= Extract to read =
I modeled my curriculum on a song, which I wrote to illustrate how values affect curriculum.  I chose to write it using jazz chord formulas to recall how curriculum studies consists of a constantly changing discourse, the same way jazz as a movement helped change the musical zeitgeist, by breaking many traditional rules and structures.  Most importantly, my lyrics denoted the core of my proposed curriculum: a consistent dialogue on values.
            Michael Apple (1979) noted in The Hidden Curriculum and the Nature of Conflict, “normative conceptions of legitimate culture and values enter into curriculum.”  Therefore, a kind of “covert” teaching takes place in the classroom.  As a result of their values, teachers selectively incorporate knowledge, ultimately emphasizing certain meanings and practices, and neglecting, excluding, diluting, or reinterpreting others (p. 77).
            My song demonstrates the same perspective, especially the chorus.  The chorus addressed both our class and my own struggle to develop a curriculum.  As I said in the song, and as Michael Apple maintained, regardless of how we design our curriculum model, we will enshrine out values.  Even when valuing a “dialogue on values” as the key component of a curriculum, I’m still merely enshrining my values.

= Entries provided =
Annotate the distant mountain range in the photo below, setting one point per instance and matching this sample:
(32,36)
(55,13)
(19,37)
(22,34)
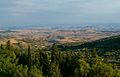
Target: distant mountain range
(105,43)
(99,27)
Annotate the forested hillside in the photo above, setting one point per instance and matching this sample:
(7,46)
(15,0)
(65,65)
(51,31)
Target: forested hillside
(18,62)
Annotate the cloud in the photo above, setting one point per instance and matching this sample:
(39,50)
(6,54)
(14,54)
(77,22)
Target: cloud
(59,11)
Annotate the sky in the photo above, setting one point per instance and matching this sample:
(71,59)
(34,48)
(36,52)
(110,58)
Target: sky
(35,12)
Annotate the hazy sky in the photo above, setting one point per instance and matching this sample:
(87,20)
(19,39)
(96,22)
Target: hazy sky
(29,12)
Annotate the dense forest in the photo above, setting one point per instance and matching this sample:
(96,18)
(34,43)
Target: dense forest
(85,60)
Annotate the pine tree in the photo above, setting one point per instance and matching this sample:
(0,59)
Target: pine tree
(29,57)
(8,46)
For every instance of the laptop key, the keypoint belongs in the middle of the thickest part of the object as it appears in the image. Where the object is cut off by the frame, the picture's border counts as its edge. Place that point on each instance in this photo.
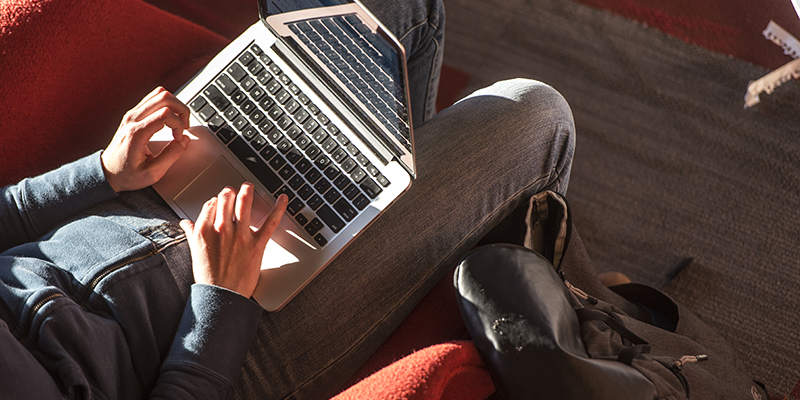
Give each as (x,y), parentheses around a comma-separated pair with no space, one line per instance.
(246,58)
(197,103)
(293,132)
(287,191)
(322,185)
(268,153)
(301,219)
(315,202)
(302,142)
(382,180)
(305,192)
(295,206)
(253,162)
(286,172)
(313,151)
(361,202)
(238,97)
(206,112)
(259,143)
(330,218)
(231,114)
(249,133)
(226,84)
(342,182)
(248,83)
(371,188)
(248,107)
(291,106)
(215,122)
(294,155)
(351,192)
(277,162)
(331,196)
(236,72)
(358,175)
(226,134)
(314,226)
(255,67)
(303,166)
(331,172)
(297,182)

= Set exercise =
Pick up the reflection on a song-based curriculum after its final sentence and continue writing it.

= Expected answer =
            My curriculum model addresses the problems associated with Apple’s “hidden curriculum.”  Apple argued that some methods of teaching science and social studies demonstrate “explicit instances of […] hidden teaching” (Apple, 1979, p. 82). Specifically, Apple argued that science is often taught as if scientists never experience or confront conflict. However, “without disagreement and controversy science would not progress or would progress at a much slower pace” (Ibid, p. 83) .  Along with science, Apple determined that social studies classes often portray “’happy cooperation,’ as the normal if not the best way of life.” (Ibid, p. 86).  He argued that this understanding of social studies “is essentially a value orientation,” which helps shape the questions one asks or the educational experiences teachers create for students (Ibid, p. 87).
            My model addresses Apple’s criticisms of curriculum through its dialogical premise.  Gordon Wells and Rebeca Arauz (2006) argued in Dialogue in the Classroom, “learning is likely to be the most effective when students are actively involved in the dialogic coconstruction of meaning about topics that are of significance to them” (p. 379).  They argued that the premise of dialogue is to create “semiotically mediated joint activities.” Through dialogue participants persistently attempt to understand each other’s perspectives, in order to achieve a state of “intersubjectivity.”  They also maintained that dialogue is specifically human as it impels the development of both our species and its various cultural groups (p. 381).  Moreover, as long as the participants share a language: “a functionally based system of communication,” they can participate in dialogue.  They concluded that dialogue is the “tool of tools,” as it develops individuals’ abilities to participate effectively as members of their communities (p. 382).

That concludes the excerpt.